* Task inputs *
————————

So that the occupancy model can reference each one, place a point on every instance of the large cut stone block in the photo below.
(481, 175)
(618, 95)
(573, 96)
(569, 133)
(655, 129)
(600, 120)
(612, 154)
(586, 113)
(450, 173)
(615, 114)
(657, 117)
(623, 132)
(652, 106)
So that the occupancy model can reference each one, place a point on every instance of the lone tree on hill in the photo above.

————————

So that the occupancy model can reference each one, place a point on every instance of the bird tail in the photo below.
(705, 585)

————————

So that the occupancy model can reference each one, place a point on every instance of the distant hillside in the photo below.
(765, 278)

————————

* Set problem *
Render the lines from the line with "block in the photo below." to the line with "the photo above." as a Markdown table with columns Number and Line, skipping any blank lines.

* Task answer *
| Number | Line |
|---|---|
| 1 | So that the occupancy model can reference each one, place a point on every instance of the large cut stone block in the photo below. |
| 2 | (481, 175) |
| 3 | (618, 95) |
| 4 | (573, 96) |
| 5 | (569, 133) |
| 6 | (655, 129) |
| 7 | (600, 120) |
| 8 | (612, 154) |
| 9 | (586, 113) |
| 10 | (450, 173) |
| 11 | (615, 114) |
| 12 | (657, 117) |
| 13 | (623, 132) |
| 14 | (652, 106) |
| 15 | So that the occupancy model can reference each one, place a point on every instance of the lone tree on hill in the photo above. |